--- ACTIVITY ---
The answer must be every line from the entries below that contains "officer".

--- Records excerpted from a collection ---
····················

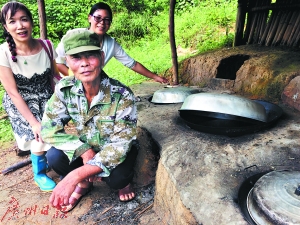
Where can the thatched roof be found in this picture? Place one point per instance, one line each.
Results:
(266, 23)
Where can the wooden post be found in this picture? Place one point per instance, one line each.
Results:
(172, 41)
(42, 19)
(240, 21)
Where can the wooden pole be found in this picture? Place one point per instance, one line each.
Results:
(240, 22)
(172, 41)
(42, 19)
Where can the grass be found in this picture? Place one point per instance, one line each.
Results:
(206, 27)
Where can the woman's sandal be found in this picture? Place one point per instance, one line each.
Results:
(79, 190)
(124, 191)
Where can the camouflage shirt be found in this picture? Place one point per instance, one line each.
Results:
(108, 126)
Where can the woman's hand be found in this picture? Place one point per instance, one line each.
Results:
(36, 129)
(88, 155)
(94, 178)
(161, 80)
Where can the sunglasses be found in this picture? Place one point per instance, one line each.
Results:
(99, 19)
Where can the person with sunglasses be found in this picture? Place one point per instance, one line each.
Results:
(100, 19)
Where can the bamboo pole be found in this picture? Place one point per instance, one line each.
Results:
(296, 36)
(249, 21)
(279, 27)
(240, 22)
(293, 29)
(274, 25)
(283, 28)
(172, 41)
(290, 28)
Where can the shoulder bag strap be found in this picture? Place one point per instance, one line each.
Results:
(46, 49)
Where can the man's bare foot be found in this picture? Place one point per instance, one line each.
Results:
(127, 193)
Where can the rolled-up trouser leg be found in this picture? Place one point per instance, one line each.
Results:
(122, 175)
(60, 162)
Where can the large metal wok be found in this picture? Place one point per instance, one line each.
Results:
(230, 125)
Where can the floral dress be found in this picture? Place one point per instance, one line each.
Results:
(32, 75)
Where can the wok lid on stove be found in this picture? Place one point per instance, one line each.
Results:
(224, 106)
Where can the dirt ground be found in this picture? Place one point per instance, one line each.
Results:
(22, 202)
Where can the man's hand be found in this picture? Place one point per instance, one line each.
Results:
(88, 155)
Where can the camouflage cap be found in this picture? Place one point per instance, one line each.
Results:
(76, 41)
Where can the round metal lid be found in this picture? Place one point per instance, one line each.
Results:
(172, 94)
(273, 199)
(222, 105)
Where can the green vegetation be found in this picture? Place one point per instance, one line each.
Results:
(141, 27)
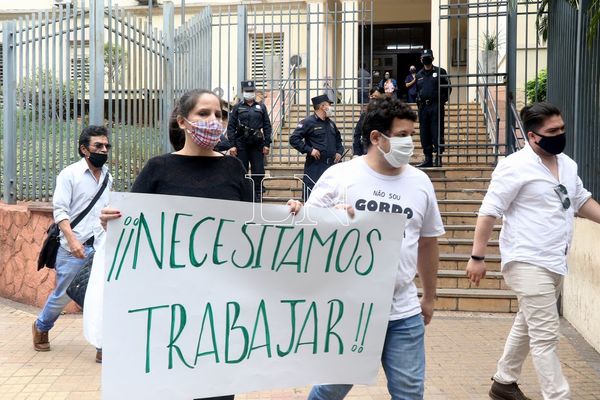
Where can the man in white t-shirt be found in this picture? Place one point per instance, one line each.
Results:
(382, 181)
(537, 192)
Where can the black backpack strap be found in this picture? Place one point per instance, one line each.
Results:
(92, 203)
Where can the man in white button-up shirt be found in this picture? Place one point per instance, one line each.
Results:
(537, 192)
(76, 186)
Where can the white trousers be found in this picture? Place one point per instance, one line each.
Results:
(536, 329)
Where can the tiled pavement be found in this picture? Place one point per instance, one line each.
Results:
(461, 353)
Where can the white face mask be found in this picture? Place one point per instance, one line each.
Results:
(401, 149)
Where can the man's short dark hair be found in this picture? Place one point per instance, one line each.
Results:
(534, 115)
(380, 115)
(87, 133)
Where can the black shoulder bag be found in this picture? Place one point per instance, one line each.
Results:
(47, 257)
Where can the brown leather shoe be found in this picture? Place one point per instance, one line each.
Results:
(40, 339)
(511, 391)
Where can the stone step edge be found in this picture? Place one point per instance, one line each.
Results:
(465, 257)
(463, 241)
(453, 273)
(474, 293)
(476, 168)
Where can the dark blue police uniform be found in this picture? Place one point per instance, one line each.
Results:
(249, 130)
(431, 99)
(321, 134)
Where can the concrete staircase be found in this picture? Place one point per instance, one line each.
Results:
(460, 186)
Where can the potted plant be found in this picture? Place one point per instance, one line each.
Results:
(488, 57)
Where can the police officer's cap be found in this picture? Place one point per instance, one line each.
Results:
(320, 99)
(248, 86)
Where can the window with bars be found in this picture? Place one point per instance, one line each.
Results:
(1, 65)
(80, 69)
(267, 59)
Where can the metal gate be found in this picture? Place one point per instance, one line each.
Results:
(574, 85)
(492, 54)
(73, 66)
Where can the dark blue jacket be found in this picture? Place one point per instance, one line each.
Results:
(316, 133)
(254, 116)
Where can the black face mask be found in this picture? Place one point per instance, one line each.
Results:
(552, 144)
(98, 159)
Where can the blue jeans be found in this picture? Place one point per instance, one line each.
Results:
(66, 268)
(403, 361)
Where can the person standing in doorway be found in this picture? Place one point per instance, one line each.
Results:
(358, 147)
(249, 131)
(411, 84)
(388, 85)
(319, 138)
(433, 91)
(537, 192)
(76, 187)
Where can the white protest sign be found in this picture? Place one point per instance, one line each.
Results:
(200, 303)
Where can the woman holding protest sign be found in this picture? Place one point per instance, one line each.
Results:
(195, 169)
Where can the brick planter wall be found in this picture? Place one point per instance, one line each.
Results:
(22, 232)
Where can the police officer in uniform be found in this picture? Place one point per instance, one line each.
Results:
(321, 141)
(431, 99)
(249, 131)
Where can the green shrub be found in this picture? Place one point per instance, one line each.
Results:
(536, 88)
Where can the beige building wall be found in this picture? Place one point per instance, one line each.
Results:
(401, 11)
(581, 293)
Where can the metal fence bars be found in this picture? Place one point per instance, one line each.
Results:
(574, 85)
(69, 67)
(292, 51)
(46, 98)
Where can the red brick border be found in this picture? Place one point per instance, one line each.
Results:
(22, 232)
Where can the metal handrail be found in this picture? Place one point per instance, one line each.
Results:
(494, 123)
(282, 111)
(519, 142)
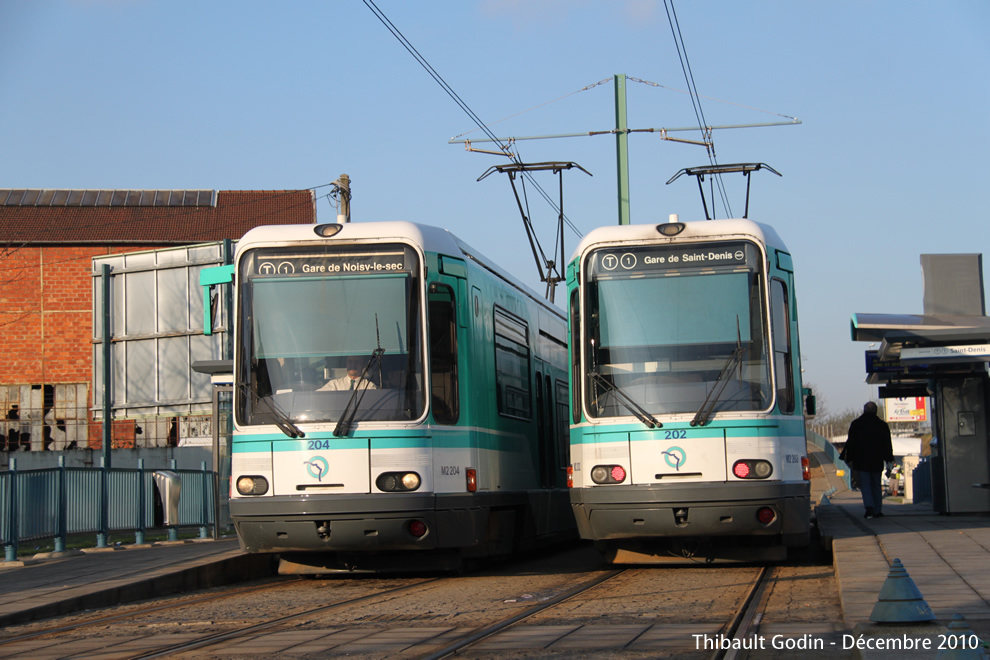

····················

--- WRITTEN RESPONSE ---
Where can the police officer's cap be found in this picture? Place one point per instance, one line each.
Where can the police officer in uniform be found in this picture? Place one point per instance, one line each.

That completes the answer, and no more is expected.